这篇文章将为大家详细讲解有关golang刷leetcode 技巧之如何解决矩阵中的路径问题,小编觉得挺实用的,因此分享给大家做个参考,希望大家阅读完这篇文章后可以有所收获。
请设计一个函数,用来判断在一个矩阵中是否存在一条包含某字符串所有字符的路径。路径可以从矩阵中的任意一格开始,每一步可以在矩阵中向左、右、上、下移动一格。如果一条路径经过了矩阵的某一格,那么该路径不能再次进入该格子。例如,在下面的3×4的矩阵中包含一条字符串“bfce”的路径(路径中的字母用加粗标出)。
[["a","b","c","e"],
["s","f","c","s"],
["a","d","e","e"]]
但矩阵中不包含字符串“abfb”的路径,因为字符串的第一个字符b占据了矩阵中的第一行第二个格子之后,路径不能再次进入这个格子。
示例 1:
输入:board = [["A","B","C","E"],["S","F","C","S"],["A","D","E","E"]], word = "ABCCED"
输出:true
示例 2:
输入:board = [["a","b"],["c","d"]], word = "abcd"
输出:false
提示:
-
1 <= board.length <= 200
-
1 <= board[i].length <= 200
解题思路
1,深度优先遍历
2,首字母不匹配可以剪枝
3,注意golang slice 数据地址一样,所以,需要clone 路径,否则会回溯失败
测试用例
[["A","B","C","E"],["S","F","E","S"],["A","D","E","E"]]
"ABCESEEEFS"
[["a","b"]]
"ba"
[["a"]]
"a"
[["A","B","C","E"],["S","F","C","S"],["A","D","E","E"]]
"ABCCED"
代码实现
func exist(board [][]byte, word string) bool {
for i:=0;i<len(board);i++{
for j:=0;j<len(board[0]);j++{
if board[i][j]!=word[0]{
continue
}
mark:=getMark(board)
if dfs(board,mark,i,j,word){
return true
}
//fmt.Println(mark)

☆ ☆ ☆ ☆ ☆

任务说明
- A) 在这段关于矩阵路径问题的节选文本中,解题思路提到如果不克隆路径会出现什么后果?
- B) 请把节选文本中以含有“请设计一个函数,用来判断在一”的词语开头、以“(路径中的字母用加粗标出)。”结尾的那一部分一字不差地复制下来。
下方的记录无需参考。

☆ ☆ ☆ ☆ ☆

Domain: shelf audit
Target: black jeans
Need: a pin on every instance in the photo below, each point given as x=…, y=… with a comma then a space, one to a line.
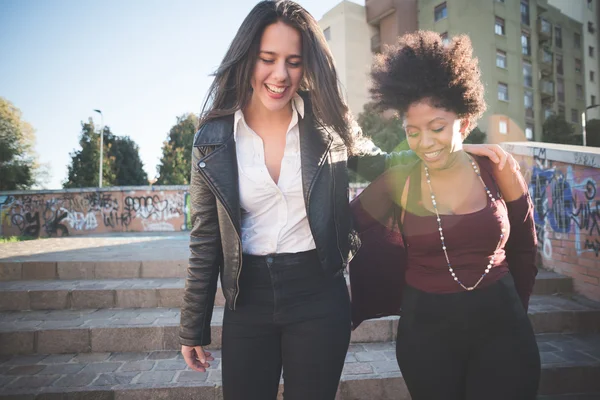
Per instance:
x=476, y=345
x=289, y=314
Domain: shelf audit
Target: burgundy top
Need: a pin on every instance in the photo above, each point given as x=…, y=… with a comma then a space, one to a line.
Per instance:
x=471, y=239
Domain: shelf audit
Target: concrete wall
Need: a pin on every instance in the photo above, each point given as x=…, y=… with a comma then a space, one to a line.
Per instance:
x=563, y=184
x=94, y=211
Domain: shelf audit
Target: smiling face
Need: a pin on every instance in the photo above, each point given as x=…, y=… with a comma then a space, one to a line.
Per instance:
x=278, y=70
x=434, y=134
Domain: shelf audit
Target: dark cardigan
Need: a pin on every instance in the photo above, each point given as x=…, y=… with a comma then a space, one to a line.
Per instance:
x=377, y=270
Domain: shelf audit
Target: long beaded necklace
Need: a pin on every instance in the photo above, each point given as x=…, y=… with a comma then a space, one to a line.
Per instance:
x=439, y=221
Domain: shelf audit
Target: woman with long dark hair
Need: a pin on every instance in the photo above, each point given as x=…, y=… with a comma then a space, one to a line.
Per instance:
x=270, y=212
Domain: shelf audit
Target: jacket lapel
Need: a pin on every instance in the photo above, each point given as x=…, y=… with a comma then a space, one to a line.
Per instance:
x=219, y=167
x=314, y=146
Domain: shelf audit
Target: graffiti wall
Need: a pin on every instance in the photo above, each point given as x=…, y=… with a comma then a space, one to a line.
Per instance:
x=563, y=184
x=68, y=212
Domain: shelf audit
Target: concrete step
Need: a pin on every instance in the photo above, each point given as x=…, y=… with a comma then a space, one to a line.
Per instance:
x=570, y=363
x=147, y=293
x=148, y=329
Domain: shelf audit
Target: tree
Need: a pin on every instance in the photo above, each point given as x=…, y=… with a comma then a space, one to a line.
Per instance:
x=387, y=133
x=18, y=165
x=557, y=130
x=592, y=132
x=477, y=136
x=121, y=163
x=175, y=163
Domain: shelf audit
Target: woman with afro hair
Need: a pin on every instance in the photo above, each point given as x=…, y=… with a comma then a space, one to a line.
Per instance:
x=457, y=231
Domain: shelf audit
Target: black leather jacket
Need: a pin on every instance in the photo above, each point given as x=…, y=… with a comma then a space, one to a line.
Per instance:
x=215, y=242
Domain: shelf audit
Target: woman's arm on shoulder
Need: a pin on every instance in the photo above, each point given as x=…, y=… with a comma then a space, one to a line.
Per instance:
x=521, y=246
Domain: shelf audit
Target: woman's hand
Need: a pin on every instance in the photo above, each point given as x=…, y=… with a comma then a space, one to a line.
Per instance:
x=495, y=153
x=196, y=358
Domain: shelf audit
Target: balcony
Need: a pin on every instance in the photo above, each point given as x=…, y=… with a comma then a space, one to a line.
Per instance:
x=378, y=9
x=544, y=29
x=546, y=60
x=547, y=91
x=376, y=43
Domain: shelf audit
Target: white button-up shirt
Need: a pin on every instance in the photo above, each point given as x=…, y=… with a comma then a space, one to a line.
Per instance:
x=274, y=216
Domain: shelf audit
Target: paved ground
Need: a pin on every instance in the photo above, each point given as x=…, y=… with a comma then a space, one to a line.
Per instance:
x=101, y=371
x=133, y=246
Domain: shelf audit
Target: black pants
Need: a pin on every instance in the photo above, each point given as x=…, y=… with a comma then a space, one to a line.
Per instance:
x=476, y=345
x=289, y=314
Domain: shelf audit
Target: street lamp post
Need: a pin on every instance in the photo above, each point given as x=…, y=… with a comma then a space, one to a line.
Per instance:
x=102, y=145
x=584, y=120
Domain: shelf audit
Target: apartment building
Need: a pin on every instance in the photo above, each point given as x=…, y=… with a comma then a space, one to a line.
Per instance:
x=349, y=38
x=587, y=12
x=533, y=57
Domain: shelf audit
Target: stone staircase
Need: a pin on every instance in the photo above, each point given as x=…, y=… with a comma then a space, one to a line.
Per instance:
x=108, y=330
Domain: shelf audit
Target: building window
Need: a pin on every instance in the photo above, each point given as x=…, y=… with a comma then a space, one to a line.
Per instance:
x=499, y=27
x=527, y=75
x=500, y=59
x=525, y=12
x=558, y=36
x=560, y=89
x=529, y=132
x=502, y=91
x=445, y=38
x=528, y=101
x=440, y=12
x=525, y=44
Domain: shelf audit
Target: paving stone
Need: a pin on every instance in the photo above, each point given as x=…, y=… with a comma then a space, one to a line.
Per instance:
x=25, y=370
x=16, y=342
x=120, y=378
x=129, y=356
x=39, y=270
x=136, y=298
x=156, y=377
x=163, y=355
x=62, y=369
x=137, y=366
x=192, y=376
x=81, y=299
x=31, y=382
x=14, y=301
x=49, y=299
x=75, y=269
x=63, y=341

☆ ☆ ☆ ☆ ☆

完整答案
- A) 会回溯失败。

- B)
请设计一个函数,用来判断在一个矩阵中是否存在一条包含某字符串所有字符的路径。路径可以从矩阵中的任意一格开始,每一步可以在矩阵中向左、右、上、下移动一格。如果一条路径经过了矩阵的某一格,那么该路径不能再次进入该格子。例如,在下面的3×4的矩阵中包含一条字符串“bfce”的路径(路径中的字母用加粗标出)。